— Source document —
▼

Newly developed framework offers a common ground for specialty pharmacy stakeholders.
The National Alliance of Healthcare Purchases Coalitions has released stakeholder guidelines and an engagement framework to improve the specialty drug marketplace, according to a press release.
The guidelines were created in an effort to drive collaboration to control costs, reduce waste, and optimize the efficacy of specialty medications, according to the release.
“Specialty drugs are the fasted growing area of spend for employers today,” Mike Thompson, National Alliance president and CEO, said in a release. “While these new drugs are truly innovative and important, the specialty drug marketplace itself is dysfunctional with high-cost, high variation, and high waste. We need to collaborate with stakeholders to wring out the costs of poor quality and unwarranted cost, complexity and conflicts.”
The Five Rights framework was designed to raise purchaser expectations for industry stakeholders to improve understanding and better evaluate and improve the specialty drug marketplace.
The framework targets critical issues and opportunities for specialty stakeholders, which included manufacturers, health plans, pharmacy benefit managers, and providers. It also outlines key areas for each stakeholder to improve.
The National Alliance collaborated with several purchaser-led member coalitions, including the Minnesota Health Action Group, Midwest Business Group on Health, and the Florida Health Care Coalition, to develop the framework. The information is currently being shared with purchaser coalitions across the country, according to the release.
“Vendor contracting should be based on full transparency and accountability to eliminate waste, reduce the impact of middlemen, mitigate costs, and lead to overall improved plan performance and member health,” Cheryl Larson, vice president of Midwest Business Group on Health, said in a release. “We’ve established these rules of engagement to assist employers to raise the bar.”
The Five Rights framework includes: basing practices and decisions on clinical safety and efficacy independent of conflicted interests; covering testing that supports improved assessment of correct drug, dose, and duration of treatment for specific patients; and requiring purchaser transparency and engagement on key issues and National Drug Codes used by all providers in all settings.

▲

— Information shown —
▼

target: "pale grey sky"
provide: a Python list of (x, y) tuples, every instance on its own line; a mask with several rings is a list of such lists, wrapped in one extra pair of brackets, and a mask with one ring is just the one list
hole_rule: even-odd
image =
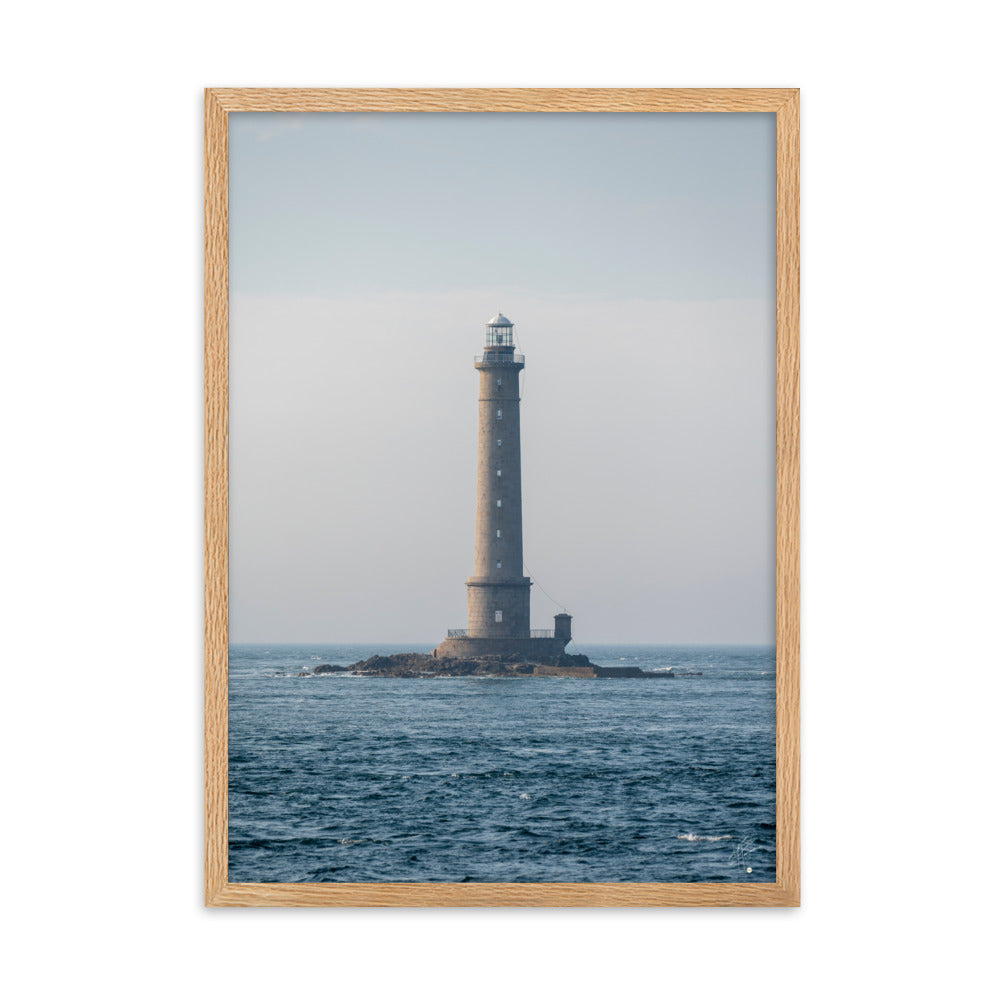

▲

— Goal of the exercise —
Condense the article above about the specialty drug framework into two sentences.

— Your response —
The National Alliance has released stakeholder guidelines and the Five Rights engagement framework to improve the specialty drug marketplace by driving collaboration to control costs, reduce waste, and optimize the efficacy of specialty medications. Developed with several purchaser-led member coalitions, the framework targets critical issues and opportunities for manufacturers, health plans, pharmacy benefit managers, and providers and outlines key areas for each to improve.